**Data provided**

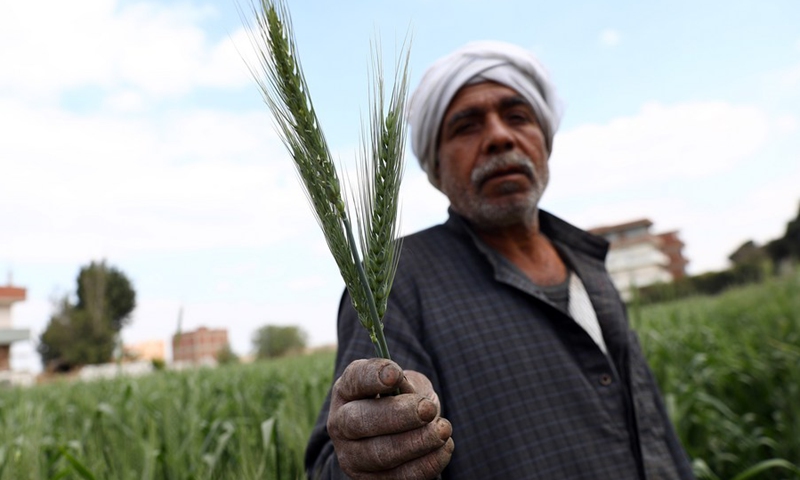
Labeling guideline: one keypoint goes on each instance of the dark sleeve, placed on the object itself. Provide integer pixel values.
(401, 327)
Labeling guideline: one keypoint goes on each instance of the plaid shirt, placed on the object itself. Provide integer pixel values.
(529, 394)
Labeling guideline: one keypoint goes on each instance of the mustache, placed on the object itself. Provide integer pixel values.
(503, 162)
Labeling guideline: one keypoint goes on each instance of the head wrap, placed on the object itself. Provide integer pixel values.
(477, 62)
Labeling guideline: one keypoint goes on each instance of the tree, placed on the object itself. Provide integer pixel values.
(274, 341)
(107, 292)
(788, 246)
(86, 332)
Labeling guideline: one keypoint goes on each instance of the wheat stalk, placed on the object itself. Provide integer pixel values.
(284, 89)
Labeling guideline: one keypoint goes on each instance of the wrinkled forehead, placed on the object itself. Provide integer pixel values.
(478, 98)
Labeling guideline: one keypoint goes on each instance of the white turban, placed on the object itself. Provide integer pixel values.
(477, 62)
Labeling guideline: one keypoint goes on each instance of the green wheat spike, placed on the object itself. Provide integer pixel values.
(284, 89)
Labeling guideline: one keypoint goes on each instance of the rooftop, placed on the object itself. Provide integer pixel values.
(12, 294)
(621, 227)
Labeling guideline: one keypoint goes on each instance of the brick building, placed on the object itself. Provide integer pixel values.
(637, 257)
(199, 345)
(8, 296)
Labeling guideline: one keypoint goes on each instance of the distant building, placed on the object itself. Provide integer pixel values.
(147, 350)
(8, 296)
(637, 257)
(198, 346)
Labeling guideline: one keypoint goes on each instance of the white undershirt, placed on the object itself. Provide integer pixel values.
(581, 309)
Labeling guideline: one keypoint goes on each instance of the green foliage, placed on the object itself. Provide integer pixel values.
(788, 246)
(104, 287)
(226, 355)
(74, 338)
(86, 333)
(729, 367)
(273, 341)
(232, 422)
(709, 283)
(280, 78)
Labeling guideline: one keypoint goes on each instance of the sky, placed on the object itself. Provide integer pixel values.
(132, 131)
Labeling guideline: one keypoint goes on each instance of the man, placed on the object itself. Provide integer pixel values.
(519, 359)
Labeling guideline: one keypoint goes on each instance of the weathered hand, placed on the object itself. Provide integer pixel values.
(387, 437)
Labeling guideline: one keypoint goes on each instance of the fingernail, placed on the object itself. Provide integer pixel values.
(389, 375)
(426, 410)
(444, 429)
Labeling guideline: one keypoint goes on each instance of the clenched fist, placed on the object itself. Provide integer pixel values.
(380, 436)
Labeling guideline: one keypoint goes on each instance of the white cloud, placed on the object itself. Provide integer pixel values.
(661, 143)
(787, 124)
(610, 37)
(88, 186)
(149, 47)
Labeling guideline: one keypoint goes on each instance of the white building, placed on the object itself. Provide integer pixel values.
(637, 258)
(8, 335)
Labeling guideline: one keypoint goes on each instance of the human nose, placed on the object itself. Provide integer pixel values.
(499, 138)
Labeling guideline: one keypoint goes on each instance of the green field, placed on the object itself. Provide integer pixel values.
(729, 367)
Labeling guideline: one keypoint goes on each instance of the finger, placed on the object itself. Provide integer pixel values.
(366, 378)
(381, 416)
(419, 384)
(426, 467)
(386, 453)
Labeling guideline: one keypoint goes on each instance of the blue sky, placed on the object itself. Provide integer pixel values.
(132, 131)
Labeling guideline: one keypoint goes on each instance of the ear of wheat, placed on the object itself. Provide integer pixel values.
(367, 263)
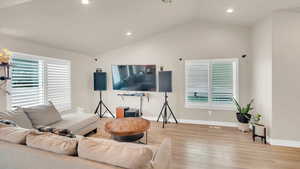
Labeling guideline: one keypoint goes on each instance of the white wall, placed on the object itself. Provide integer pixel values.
(262, 70)
(286, 71)
(82, 67)
(198, 40)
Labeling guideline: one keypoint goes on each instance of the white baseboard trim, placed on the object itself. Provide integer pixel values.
(285, 143)
(202, 122)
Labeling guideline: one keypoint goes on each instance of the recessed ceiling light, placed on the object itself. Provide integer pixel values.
(85, 2)
(167, 1)
(128, 33)
(230, 10)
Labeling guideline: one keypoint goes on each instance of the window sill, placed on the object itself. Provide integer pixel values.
(228, 108)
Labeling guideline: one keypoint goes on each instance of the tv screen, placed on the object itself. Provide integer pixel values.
(134, 77)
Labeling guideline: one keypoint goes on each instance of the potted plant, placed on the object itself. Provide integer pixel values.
(243, 115)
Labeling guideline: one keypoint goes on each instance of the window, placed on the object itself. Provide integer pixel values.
(211, 84)
(37, 80)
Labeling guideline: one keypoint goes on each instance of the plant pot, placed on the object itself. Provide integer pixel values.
(244, 127)
(243, 118)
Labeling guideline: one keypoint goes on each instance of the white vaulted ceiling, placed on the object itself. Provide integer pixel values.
(102, 25)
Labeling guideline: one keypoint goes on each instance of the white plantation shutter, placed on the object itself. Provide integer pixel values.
(211, 83)
(37, 80)
(197, 83)
(27, 87)
(59, 84)
(222, 83)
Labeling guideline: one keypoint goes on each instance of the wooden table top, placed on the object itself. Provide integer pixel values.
(127, 126)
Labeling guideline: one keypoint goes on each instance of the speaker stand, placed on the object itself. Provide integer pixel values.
(98, 110)
(164, 112)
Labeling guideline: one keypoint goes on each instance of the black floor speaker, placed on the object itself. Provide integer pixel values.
(165, 81)
(100, 81)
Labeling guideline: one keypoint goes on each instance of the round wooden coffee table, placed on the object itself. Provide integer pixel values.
(128, 129)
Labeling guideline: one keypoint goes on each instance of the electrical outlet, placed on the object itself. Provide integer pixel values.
(210, 113)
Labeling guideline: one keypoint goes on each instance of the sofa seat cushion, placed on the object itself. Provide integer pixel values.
(75, 121)
(15, 135)
(43, 115)
(126, 155)
(53, 143)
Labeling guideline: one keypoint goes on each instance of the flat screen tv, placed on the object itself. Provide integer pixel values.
(134, 77)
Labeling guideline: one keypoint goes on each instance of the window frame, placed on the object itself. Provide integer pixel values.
(45, 60)
(210, 105)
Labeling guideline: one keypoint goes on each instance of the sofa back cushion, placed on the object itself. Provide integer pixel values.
(43, 115)
(15, 135)
(18, 116)
(52, 143)
(126, 155)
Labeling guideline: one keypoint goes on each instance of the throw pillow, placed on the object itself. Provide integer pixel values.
(43, 115)
(126, 155)
(15, 135)
(60, 132)
(53, 143)
(18, 116)
(7, 123)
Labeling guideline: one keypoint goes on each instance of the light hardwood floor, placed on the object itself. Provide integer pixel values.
(207, 147)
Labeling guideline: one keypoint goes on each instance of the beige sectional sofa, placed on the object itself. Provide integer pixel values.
(78, 123)
(16, 156)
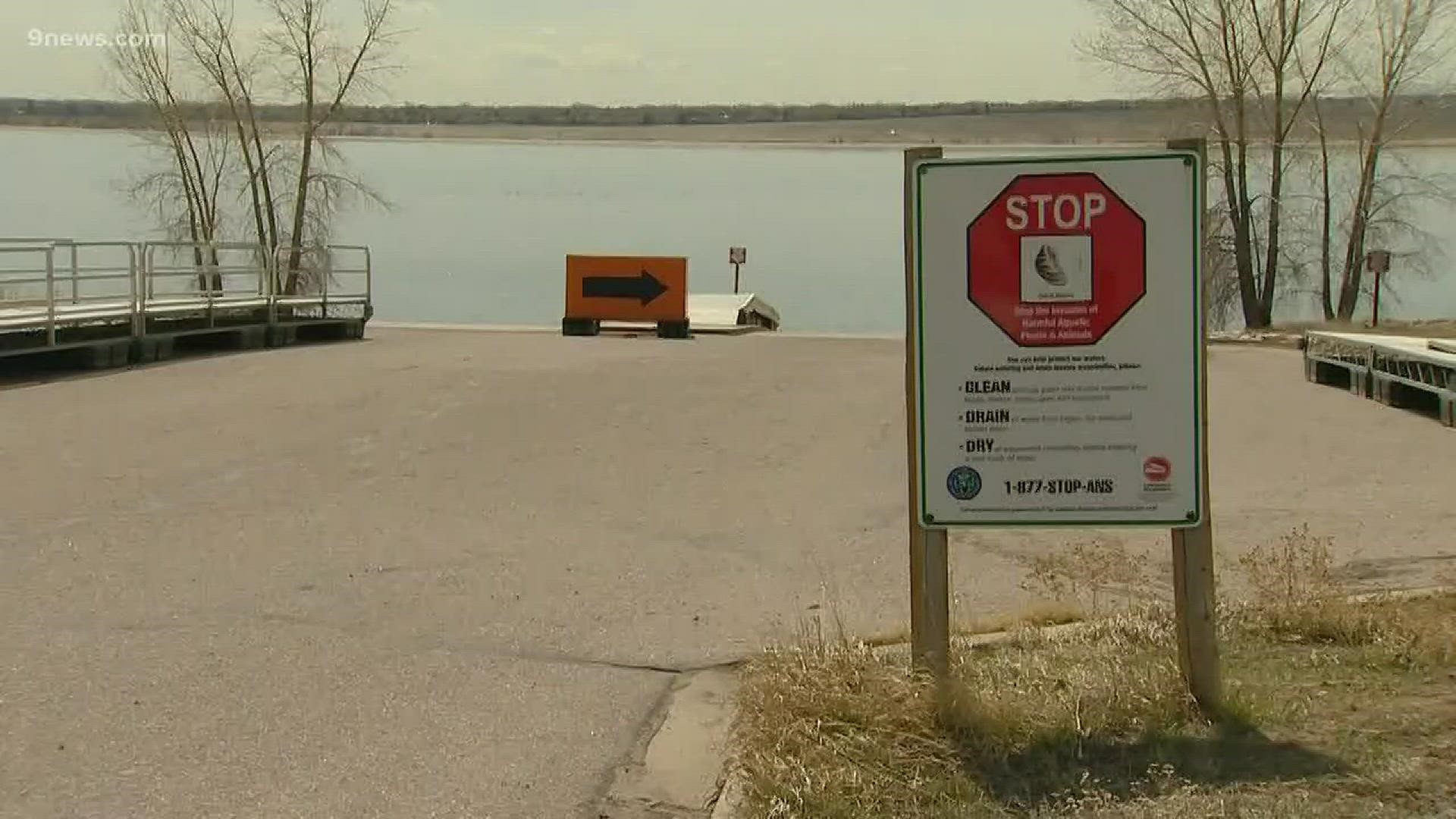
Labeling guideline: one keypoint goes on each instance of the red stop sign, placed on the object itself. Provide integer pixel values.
(1057, 260)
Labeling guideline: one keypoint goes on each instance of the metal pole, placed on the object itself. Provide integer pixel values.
(1375, 308)
(50, 297)
(929, 558)
(1194, 596)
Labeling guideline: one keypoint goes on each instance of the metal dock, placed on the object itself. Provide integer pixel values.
(1398, 371)
(121, 302)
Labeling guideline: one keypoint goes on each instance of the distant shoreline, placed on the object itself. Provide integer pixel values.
(663, 137)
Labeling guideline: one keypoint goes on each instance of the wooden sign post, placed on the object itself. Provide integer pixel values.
(1194, 598)
(929, 553)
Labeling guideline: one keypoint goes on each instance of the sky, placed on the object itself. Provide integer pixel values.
(651, 52)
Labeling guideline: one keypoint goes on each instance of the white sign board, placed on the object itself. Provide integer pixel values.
(1059, 340)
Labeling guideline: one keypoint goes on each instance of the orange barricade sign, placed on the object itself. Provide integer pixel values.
(634, 289)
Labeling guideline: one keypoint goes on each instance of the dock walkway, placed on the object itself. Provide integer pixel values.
(1400, 371)
(118, 302)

**Problem details**
Write out exactly, and only, the lines running from the line with "of the beige" to the last line above, both included, with all pictures omitted.

**Exercise output**
Labeling guideline: one keypoint goes on each instance of the beige sectional sofa, placed on the object itself. Provide integer pixel values.
(78, 123)
(16, 156)
Labeling guideline: one keypoint goes on each instance of the red stop sign, placed on the object itself. Provide integer pixel values.
(1057, 260)
Labeling guideline: one keypoint goes on each instance of the metal pole, placed on the object itself. Provide integer pixel values.
(1375, 308)
(50, 297)
(929, 558)
(1194, 596)
Labeling guideline: one keypoint goes on each instance of the metal dock, placed on the object itself. Provide integer pixel values.
(1398, 371)
(121, 302)
Labeling guideline: one keypoint goes on each instance of the distant shoreline, placed on the object itself. Provide integer pixel values.
(663, 137)
Labeling guideline: one keypoint goes on each instance of the wooden sign post, placed on the object itself. Provide integer pixel values.
(1194, 598)
(929, 553)
Labeling guideline: one keypoint goes on each instance of the sky, placed on the object itself. Provide integer pixel values.
(651, 52)
Labeling guideline: one keypoint goes on each instance of the white sign board, placed on the object itself. Provide integer pixel values.
(1059, 340)
Labeling guideline: one keypoint goes on each instance of the orange barricade sign, placed on the object itself. Provide integer pixel values.
(634, 289)
Labeling guideline: one keypoint goes on each instance of the dock walkway, placed on the object itself. Provide integer pixel values.
(1400, 371)
(118, 302)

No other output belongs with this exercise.